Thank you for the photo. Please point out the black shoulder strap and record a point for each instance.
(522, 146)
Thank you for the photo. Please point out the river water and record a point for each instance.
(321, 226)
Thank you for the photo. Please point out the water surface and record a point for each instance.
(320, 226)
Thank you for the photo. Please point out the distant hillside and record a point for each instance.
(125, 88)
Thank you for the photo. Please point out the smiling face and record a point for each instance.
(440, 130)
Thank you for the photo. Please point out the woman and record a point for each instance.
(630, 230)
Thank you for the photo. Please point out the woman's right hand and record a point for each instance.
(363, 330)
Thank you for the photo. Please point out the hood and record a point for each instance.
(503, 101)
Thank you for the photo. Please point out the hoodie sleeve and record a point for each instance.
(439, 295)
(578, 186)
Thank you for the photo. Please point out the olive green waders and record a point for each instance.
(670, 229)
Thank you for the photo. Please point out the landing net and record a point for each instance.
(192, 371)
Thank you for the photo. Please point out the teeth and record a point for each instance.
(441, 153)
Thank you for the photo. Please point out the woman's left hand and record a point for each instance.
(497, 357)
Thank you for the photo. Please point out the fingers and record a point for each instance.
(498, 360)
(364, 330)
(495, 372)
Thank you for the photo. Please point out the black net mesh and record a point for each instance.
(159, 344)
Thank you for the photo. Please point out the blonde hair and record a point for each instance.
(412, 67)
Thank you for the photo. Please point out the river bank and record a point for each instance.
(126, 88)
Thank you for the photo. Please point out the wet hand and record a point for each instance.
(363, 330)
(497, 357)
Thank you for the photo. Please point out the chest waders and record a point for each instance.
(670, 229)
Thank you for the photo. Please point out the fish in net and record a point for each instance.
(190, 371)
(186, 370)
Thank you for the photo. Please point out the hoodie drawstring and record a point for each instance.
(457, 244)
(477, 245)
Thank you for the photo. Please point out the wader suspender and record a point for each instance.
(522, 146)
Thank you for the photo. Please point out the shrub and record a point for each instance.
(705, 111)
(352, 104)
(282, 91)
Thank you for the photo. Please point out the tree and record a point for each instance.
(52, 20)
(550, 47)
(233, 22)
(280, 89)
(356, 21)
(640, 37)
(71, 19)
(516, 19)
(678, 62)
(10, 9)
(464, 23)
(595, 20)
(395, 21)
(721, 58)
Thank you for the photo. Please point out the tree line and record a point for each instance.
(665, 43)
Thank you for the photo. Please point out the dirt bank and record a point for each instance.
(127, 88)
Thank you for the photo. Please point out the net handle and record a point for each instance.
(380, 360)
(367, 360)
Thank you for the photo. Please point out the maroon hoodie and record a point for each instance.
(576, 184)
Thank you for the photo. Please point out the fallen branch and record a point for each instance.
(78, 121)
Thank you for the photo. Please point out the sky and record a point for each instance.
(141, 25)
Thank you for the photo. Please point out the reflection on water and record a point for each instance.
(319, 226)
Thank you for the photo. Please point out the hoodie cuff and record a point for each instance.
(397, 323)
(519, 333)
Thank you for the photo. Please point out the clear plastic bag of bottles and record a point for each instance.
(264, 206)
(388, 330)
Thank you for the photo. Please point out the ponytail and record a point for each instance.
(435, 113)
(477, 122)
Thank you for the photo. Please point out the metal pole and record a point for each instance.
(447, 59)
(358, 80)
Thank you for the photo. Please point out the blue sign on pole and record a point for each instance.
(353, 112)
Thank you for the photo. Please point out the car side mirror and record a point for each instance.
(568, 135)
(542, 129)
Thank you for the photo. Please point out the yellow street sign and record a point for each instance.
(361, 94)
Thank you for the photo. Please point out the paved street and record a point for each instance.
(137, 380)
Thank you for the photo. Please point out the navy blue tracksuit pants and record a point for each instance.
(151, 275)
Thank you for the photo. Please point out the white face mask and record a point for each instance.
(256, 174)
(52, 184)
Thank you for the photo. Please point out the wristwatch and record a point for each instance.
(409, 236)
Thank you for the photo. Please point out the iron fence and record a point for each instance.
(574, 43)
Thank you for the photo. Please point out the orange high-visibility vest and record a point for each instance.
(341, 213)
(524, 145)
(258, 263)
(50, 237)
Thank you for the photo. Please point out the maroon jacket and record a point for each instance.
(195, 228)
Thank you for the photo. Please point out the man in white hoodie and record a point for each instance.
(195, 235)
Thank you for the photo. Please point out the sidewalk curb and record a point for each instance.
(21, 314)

= = = = =

◆ **Directions**
Write the material out again word for word.

◆ **Problem solution**
Thank you for the photo. Please point out the black shoulder strap and record a point for each instance.
(522, 146)
Thank you for the photo. Please point out the river water and record a point for each instance.
(321, 226)
Thank you for the photo. Please point out the water surface and record a point for each instance.
(320, 226)
Thank you for the photo. Please point out the distant hillside and record a point for each instance.
(125, 88)
Thank you for the photo. Please point out the smiling face and record a point for each instance.
(440, 130)
Thank you for the photo. Please point out the woman and record a point for each instance.
(630, 230)
Thank you for the photo. Please point out the woman's right hand and record a point for each instance.
(363, 330)
Thank you for the photo. Please point out the hood and record a point for each instance.
(503, 101)
Thank you for the photo. Please point out the hoodie sleeve and record a point for each instance.
(439, 295)
(578, 186)
Thank you for the photo. Please point out the olive green waders and record a point for each instance.
(670, 229)
Thank you for the photo. Please point out the landing net and record a point for each instance.
(192, 371)
Thank you for the photo. Please point out the teeth and record a point for each instance.
(441, 153)
Thank you for the photo. Please point out the woman's left hand and record a point for each instance.
(497, 357)
Thank you for the photo. Please point out the fingers and record a point for each instance.
(498, 360)
(364, 330)
(495, 372)
Thank you for the photo. Please point out the black net mesh and record a point for each instance.
(159, 344)
Thank you for the photo. Please point out the blonde hair and record a point for each instance.
(412, 67)
Thank you for the photo. Please point out the river bank and record a point for each instance.
(126, 88)
Thank you for the photo. Please point out the wet hand and record a point for each instance.
(363, 330)
(497, 357)
Thank you for the photo. Please point out the chest waders and record a point for each instance.
(670, 229)
Thank you for the photo. Please point out the fish in net and record a point for each instance.
(190, 371)
(186, 370)
Thank you for the photo. Please point out the hoodie drawstring and record a point for each instance.
(457, 244)
(477, 245)
Thank you for the photo. Please point out the wader suspender and record a point for each instance.
(522, 146)
Thank you for the photo. Please point out the shrub and record a point for each instance.
(705, 111)
(352, 104)
(282, 91)
Thank you for the photo. Please point out the tree and record a point for each instance.
(52, 20)
(550, 47)
(233, 22)
(280, 89)
(356, 21)
(640, 37)
(71, 19)
(516, 19)
(678, 62)
(10, 9)
(464, 23)
(595, 20)
(395, 21)
(721, 58)
Thank you for the photo. Please point out the tree line and record a point for each instance.
(665, 43)
Thank you for the photo. Please point out the dirt bank and record a point for each instance.
(127, 88)
Thank you for the photo. Please point out the net handle and record a point for each instance.
(380, 360)
(367, 360)
Thank you for the photo. Please point out the maroon hoodie and record a point for each instance.
(576, 184)
Thank you for the photo. Please point out the fallen branch and record a point for each instance.
(78, 121)
Thank you for the photo. Please point out the sky and record a point for each instance.
(141, 25)
Thank you for the photo. Please point out the reflection on water and record a point for each instance.
(319, 226)
Thank you for the photo. Please point out the hoodie cuff and record a point for each instance.
(397, 323)
(519, 333)
Thank you for the photo. Please point out the clear plastic bag of bottles and record a point for each instance.
(264, 206)
(388, 330)
Thank you for the photo. Please point out the ponytail and record a point for each instance.
(435, 113)
(477, 122)
Thank you for the photo. Please point out the metal pole and record a point for each instance.
(447, 59)
(358, 80)
Thank you for the photo. Please point out the blue sign on pole and record a point for each instance.
(353, 112)
Thank you for the photo. Please point out the car side mirror and record a point for each instance.
(568, 135)
(542, 129)
Thank you for the photo. Please point out the yellow street sign and record a point for each instance.
(361, 94)
Thank you for the photo. Please point out the paved street and record a point for each instance.
(137, 380)
Thank you for the photo. Please point out the navy blue tracksuit pants and record a point for each instance.
(151, 275)
Thank you for the photo. Please point out the white face mask and record a point for each instance.
(256, 174)
(52, 184)
Thank you for the photo. Please point out the wristwatch and record a point for each instance.
(409, 236)
Thank you for the photo. Please point out the iron fence and record a point for each instance.
(574, 43)
Thank you for the photo. Please point out the orange high-visibility vest and record a point for each instance.
(341, 213)
(524, 145)
(258, 263)
(50, 237)
Thank you for the photo. Please point out the maroon jacket and record a point for each instance.
(195, 228)
Thank you for the photo. Please point out the man in white hoodie and record a point for each instance.
(195, 235)
Thank you for the photo. Please point out the sidewalk curb and record a point for each instance.
(21, 314)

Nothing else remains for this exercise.